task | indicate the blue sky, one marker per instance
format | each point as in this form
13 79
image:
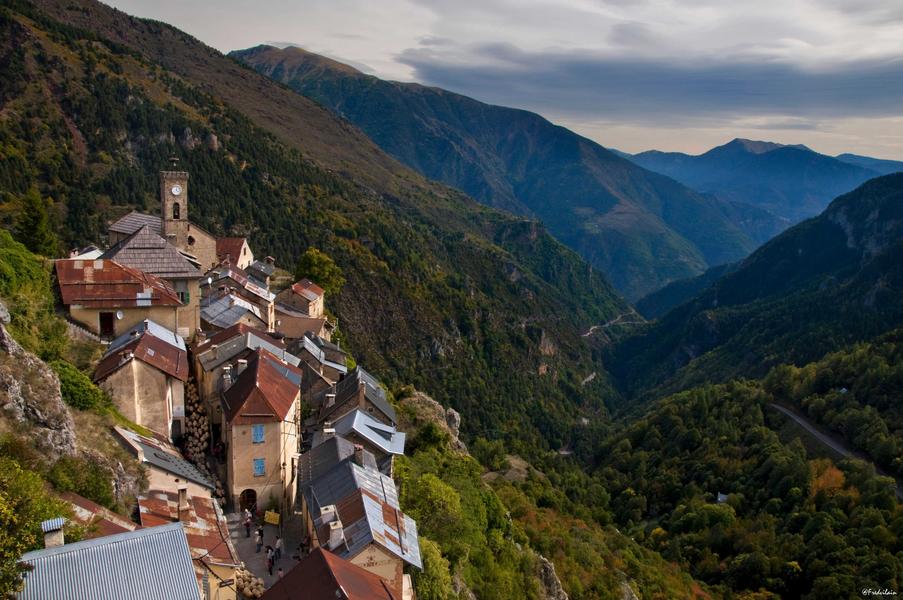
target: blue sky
632 74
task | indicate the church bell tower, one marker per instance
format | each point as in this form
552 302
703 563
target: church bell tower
174 205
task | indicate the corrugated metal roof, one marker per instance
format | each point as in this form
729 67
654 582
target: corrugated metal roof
163 456
147 251
108 284
150 564
367 519
52 524
134 221
218 274
227 309
149 349
385 437
232 341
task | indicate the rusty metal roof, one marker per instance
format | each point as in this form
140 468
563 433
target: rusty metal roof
147 251
307 289
205 525
265 391
324 576
108 284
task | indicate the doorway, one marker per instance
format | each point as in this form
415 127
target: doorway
248 499
107 324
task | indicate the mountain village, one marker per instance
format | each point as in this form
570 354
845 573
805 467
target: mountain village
269 455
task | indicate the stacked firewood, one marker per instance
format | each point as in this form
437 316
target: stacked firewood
248 585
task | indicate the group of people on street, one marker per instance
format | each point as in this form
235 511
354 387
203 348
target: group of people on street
274 552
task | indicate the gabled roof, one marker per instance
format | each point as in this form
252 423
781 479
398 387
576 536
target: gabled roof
163 456
224 309
134 221
265 391
385 437
366 519
227 271
108 284
147 251
151 563
229 248
324 576
98 520
325 456
228 343
167 355
307 289
205 525
323 352
151 328
349 387
294 325
342 480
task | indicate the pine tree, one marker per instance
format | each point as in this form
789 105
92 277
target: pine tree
33 225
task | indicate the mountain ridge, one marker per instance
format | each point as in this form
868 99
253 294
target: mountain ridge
641 229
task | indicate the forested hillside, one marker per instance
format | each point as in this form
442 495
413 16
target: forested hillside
829 281
639 228
439 292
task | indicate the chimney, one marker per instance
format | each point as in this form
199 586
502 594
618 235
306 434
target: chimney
359 455
336 534
183 502
53 532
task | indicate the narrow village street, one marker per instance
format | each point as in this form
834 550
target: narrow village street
256 562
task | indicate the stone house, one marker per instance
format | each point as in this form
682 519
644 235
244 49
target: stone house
358 390
261 413
304 297
148 252
144 371
109 299
235 250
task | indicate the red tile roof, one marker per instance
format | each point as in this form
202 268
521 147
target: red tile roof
108 284
324 576
307 289
230 247
263 391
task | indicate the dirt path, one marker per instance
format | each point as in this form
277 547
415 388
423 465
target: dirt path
619 320
834 443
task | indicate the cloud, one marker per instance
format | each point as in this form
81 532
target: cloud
581 83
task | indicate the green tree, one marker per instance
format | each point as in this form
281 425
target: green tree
24 503
434 581
321 269
33 225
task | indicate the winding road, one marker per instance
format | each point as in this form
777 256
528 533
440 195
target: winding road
833 443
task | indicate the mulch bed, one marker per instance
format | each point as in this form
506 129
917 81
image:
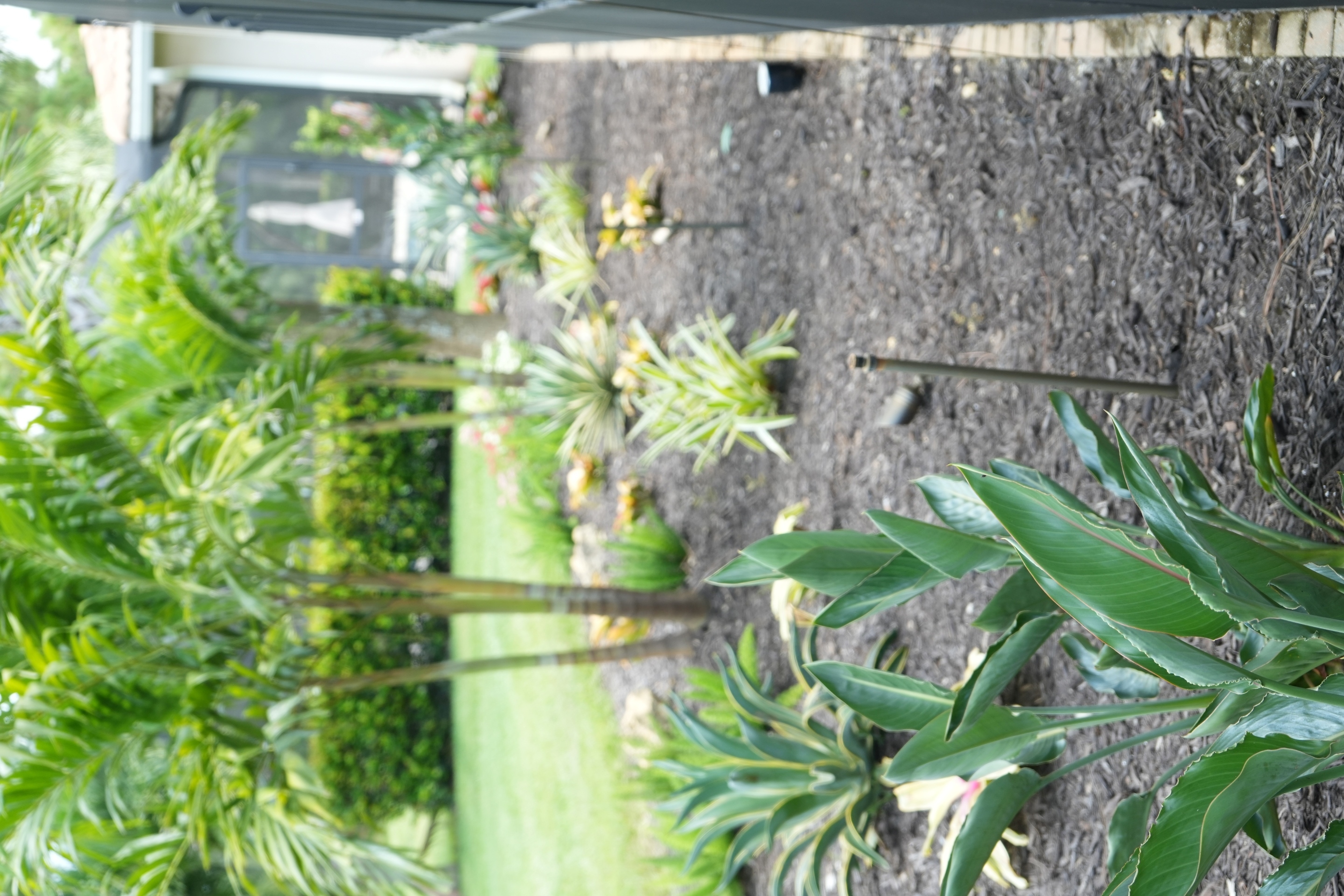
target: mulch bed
1123 218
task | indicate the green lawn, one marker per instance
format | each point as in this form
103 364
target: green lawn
537 759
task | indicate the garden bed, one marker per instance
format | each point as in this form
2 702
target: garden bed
1047 219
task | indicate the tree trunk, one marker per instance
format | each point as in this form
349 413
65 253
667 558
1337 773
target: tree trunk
440 334
608 602
428 377
558 598
677 645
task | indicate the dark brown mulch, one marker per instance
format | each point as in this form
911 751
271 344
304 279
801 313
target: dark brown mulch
1047 222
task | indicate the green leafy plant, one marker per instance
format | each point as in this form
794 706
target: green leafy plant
705 397
784 777
660 743
650 555
573 387
1269 724
382 751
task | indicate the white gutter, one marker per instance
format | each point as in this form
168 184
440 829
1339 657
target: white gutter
141 126
338 81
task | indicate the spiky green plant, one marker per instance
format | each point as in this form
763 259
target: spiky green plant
573 389
1272 716
705 397
503 245
650 555
785 778
566 264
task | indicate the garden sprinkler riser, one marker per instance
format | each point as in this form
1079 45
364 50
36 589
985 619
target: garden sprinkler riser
1057 381
778 77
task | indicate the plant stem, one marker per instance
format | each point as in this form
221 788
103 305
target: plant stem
1059 381
427 377
1124 710
408 422
678 645
1116 747
1319 778
1303 693
632 605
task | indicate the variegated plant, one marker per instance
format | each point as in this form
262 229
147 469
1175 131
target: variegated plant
798 774
1271 723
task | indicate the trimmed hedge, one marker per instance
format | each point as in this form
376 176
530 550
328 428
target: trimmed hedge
385 502
385 750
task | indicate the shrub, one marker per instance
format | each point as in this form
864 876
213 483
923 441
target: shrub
384 500
386 750
1272 723
373 287
574 392
705 397
772 770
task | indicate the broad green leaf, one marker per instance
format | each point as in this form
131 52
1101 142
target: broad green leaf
889 700
949 551
1189 663
1128 829
1261 566
835 571
1297 719
1124 681
994 812
1105 630
1019 594
1259 432
958 505
778 551
1193 488
1267 832
1003 660
1307 871
902 580
1105 569
1206 809
998 735
1097 452
742 570
1123 879
1308 593
1288 661
1227 707
1034 479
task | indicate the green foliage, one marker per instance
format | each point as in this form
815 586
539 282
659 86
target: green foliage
374 287
573 387
385 750
703 397
650 555
61 104
784 777
502 245
1194 570
656 784
530 453
150 505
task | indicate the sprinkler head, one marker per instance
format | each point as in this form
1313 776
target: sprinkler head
900 409
778 77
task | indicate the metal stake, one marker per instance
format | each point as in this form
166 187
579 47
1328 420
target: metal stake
1062 381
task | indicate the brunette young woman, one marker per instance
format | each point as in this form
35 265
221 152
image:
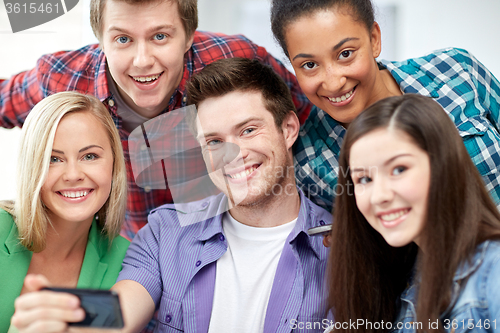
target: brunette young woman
332 46
70 206
416 238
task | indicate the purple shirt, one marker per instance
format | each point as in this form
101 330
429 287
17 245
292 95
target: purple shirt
174 258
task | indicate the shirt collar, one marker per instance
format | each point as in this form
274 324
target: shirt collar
328 129
412 77
308 217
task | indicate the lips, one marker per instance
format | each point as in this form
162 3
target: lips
393 218
74 194
244 173
342 99
147 79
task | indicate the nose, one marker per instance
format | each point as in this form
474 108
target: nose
382 191
144 55
73 172
333 79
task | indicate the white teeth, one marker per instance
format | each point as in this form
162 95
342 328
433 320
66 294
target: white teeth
146 78
74 194
242 174
393 216
341 98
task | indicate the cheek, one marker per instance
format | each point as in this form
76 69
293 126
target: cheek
362 199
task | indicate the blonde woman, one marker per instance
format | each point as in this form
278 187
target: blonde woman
71 197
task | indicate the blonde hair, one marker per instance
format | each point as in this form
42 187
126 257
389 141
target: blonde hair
37 138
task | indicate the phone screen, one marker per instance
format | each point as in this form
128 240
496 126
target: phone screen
102 307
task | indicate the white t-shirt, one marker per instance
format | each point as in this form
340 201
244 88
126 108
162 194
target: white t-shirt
245 275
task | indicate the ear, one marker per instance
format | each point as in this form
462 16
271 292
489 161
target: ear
189 42
290 128
376 40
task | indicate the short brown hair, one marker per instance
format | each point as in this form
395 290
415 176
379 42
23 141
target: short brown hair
242 74
188 11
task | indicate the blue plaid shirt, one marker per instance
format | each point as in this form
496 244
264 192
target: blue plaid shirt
454 78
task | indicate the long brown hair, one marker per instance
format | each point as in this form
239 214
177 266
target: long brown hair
367 275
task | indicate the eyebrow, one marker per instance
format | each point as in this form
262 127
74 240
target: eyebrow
80 151
239 125
335 48
159 27
389 161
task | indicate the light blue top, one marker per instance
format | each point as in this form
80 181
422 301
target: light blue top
475 305
466 90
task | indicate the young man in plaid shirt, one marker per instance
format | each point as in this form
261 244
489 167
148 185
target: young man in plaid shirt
147 52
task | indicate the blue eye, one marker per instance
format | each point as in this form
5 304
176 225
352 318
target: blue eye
248 130
309 65
213 142
345 54
90 157
399 170
122 39
364 180
160 36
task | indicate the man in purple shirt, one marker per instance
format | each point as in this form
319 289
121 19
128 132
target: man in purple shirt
240 261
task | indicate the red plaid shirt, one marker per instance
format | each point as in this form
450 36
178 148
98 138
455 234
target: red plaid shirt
84 70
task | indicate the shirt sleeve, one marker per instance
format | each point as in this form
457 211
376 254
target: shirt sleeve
300 100
493 295
488 89
18 95
484 148
141 263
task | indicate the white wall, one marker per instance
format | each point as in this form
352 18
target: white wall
410 28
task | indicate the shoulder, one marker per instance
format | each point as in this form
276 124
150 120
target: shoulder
209 47
187 213
85 59
316 215
6 224
444 60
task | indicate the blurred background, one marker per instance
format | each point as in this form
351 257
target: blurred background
409 29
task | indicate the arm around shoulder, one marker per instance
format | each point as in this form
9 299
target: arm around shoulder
136 303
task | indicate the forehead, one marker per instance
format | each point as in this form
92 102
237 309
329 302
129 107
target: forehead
223 113
324 26
380 145
81 125
126 13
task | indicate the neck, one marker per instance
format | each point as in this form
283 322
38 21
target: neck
275 210
66 239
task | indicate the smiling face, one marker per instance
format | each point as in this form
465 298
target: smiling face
145 46
391 176
264 165
81 169
333 56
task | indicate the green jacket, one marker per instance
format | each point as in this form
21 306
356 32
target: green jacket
100 267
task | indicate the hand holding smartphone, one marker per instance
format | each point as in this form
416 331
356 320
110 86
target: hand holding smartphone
102 307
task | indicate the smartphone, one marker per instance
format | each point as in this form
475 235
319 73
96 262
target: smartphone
321 230
102 307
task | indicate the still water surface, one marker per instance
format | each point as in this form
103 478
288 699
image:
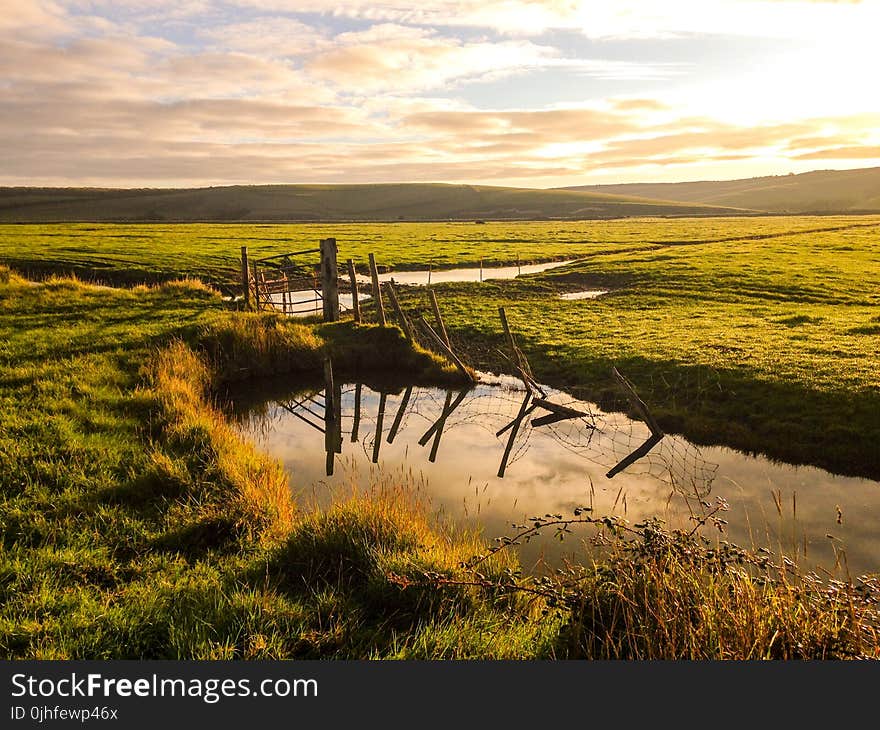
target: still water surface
453 446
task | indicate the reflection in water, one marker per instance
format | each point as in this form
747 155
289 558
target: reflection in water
307 302
493 455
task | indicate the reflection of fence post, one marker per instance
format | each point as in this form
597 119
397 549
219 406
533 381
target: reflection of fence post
377 292
329 280
355 303
245 278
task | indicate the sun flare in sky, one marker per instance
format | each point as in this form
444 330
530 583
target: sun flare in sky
538 93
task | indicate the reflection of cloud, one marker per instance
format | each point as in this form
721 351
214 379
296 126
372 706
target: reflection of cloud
549 478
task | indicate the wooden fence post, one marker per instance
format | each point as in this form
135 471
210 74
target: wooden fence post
329 280
355 303
398 310
245 278
377 291
436 307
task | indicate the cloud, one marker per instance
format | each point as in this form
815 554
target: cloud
855 152
600 19
273 36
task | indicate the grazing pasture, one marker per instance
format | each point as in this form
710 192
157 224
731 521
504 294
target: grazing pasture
136 522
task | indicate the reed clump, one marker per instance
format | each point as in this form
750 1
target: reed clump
239 485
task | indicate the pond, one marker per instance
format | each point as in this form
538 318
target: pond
489 456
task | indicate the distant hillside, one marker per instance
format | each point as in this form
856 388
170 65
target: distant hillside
411 202
822 191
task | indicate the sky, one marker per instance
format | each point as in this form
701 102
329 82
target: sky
532 93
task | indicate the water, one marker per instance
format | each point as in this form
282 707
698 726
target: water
477 477
308 302
589 294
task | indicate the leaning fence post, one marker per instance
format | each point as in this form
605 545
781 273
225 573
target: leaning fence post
245 278
329 280
441 326
404 322
377 292
355 303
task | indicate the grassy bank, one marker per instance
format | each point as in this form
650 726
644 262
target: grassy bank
137 523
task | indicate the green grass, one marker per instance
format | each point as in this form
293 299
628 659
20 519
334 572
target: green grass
137 523
359 202
766 345
152 253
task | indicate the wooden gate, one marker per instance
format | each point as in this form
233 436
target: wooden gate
294 283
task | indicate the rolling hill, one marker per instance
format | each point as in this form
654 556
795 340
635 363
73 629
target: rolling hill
821 191
411 201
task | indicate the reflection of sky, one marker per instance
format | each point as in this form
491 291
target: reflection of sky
555 469
305 303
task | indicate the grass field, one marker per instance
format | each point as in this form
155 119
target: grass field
767 345
136 522
152 253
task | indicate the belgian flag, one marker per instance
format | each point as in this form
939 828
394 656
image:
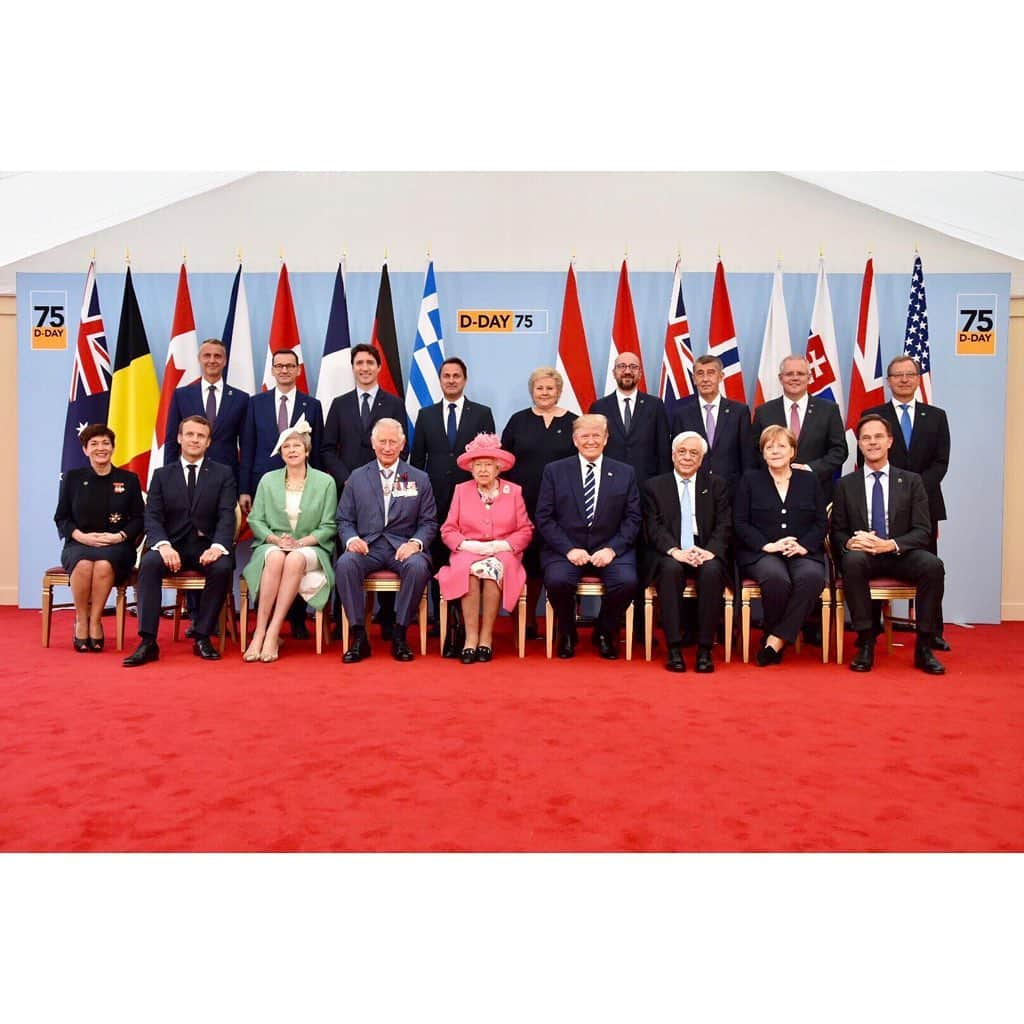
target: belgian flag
134 390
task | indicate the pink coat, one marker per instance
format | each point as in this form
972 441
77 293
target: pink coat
470 519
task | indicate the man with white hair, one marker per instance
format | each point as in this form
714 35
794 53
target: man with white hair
687 524
386 520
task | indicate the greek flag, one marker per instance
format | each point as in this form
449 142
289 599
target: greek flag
428 354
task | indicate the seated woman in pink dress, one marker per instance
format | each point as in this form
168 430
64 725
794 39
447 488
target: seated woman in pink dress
487 529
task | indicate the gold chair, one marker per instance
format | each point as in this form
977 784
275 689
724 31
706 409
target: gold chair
56 577
520 628
587 587
385 582
690 590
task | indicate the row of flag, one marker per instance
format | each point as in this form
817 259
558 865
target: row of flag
129 398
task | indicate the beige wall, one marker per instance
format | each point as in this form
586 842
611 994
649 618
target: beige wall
1013 537
8 457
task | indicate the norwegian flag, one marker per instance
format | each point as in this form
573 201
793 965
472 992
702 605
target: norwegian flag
573 356
915 337
822 354
865 378
722 339
181 368
625 337
89 397
677 364
284 334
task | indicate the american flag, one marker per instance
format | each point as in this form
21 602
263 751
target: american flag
677 364
89 397
915 337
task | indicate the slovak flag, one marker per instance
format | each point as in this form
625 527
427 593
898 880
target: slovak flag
677 364
822 354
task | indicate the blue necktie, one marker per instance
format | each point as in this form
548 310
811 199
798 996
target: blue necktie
588 494
879 508
452 428
686 510
905 426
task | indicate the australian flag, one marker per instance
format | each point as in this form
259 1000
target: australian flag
89 398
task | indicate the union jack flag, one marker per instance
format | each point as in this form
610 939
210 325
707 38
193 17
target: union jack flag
89 396
915 337
677 364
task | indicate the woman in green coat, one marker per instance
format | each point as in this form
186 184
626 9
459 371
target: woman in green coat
293 522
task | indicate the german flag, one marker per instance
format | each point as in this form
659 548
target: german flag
134 391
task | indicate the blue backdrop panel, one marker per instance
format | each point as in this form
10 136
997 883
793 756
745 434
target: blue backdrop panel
971 389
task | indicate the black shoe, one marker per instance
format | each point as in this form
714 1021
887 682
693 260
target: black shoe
400 650
675 660
926 660
767 655
204 649
863 659
145 651
566 645
358 648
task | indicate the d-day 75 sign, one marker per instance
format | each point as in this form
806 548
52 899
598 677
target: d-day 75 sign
976 325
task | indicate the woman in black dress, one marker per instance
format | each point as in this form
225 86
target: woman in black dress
99 516
536 436
780 523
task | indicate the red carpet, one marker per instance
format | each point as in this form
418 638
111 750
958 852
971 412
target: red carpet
522 755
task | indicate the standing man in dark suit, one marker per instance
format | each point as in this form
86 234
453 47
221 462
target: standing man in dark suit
881 527
921 443
346 443
638 424
210 396
588 515
386 520
723 423
269 414
815 423
189 523
442 431
687 522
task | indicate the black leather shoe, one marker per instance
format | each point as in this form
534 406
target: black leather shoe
358 648
863 659
675 660
145 651
927 662
400 650
204 649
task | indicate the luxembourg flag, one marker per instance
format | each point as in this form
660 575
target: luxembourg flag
677 364
822 354
865 378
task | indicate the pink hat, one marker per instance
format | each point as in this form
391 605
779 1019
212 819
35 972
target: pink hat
486 446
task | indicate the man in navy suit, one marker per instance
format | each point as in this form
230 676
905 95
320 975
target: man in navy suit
816 423
588 515
881 527
921 443
346 443
269 413
210 396
386 520
723 423
638 424
442 431
189 524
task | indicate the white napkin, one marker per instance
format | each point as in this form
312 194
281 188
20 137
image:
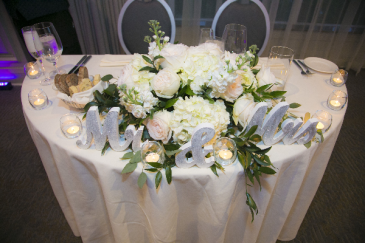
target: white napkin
115 60
85 96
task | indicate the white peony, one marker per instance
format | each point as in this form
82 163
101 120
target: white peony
193 111
159 126
242 109
174 56
166 83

**Problem description**
Leave out each picture and extract the lines from the one containing "task | indicate the pink hat, one" through the end of the records above, inclusive, exactly as they stand.

**Answer to this task**
task | indicate the pink hat, one marker per instance
format | each point as in this form
391 605
779 1019
212 819
35 972
target: pink hat
486 446
task | indicate the man in navy suit, one marker per instance
format | each point as in this form
230 676
905 95
320 975
target: man in navy suit
816 423
588 515
881 527
921 443
346 443
269 413
210 396
386 520
723 423
638 424
442 431
189 524
task | indicate the white napkin, one marker per instance
format | each point as in this form
312 194
281 188
20 137
image:
target: white napkin
115 60
85 96
task | indicate the white peony, one marker per instance
format | each point as in this form
82 163
101 120
target: white peony
193 111
159 126
242 109
174 56
166 83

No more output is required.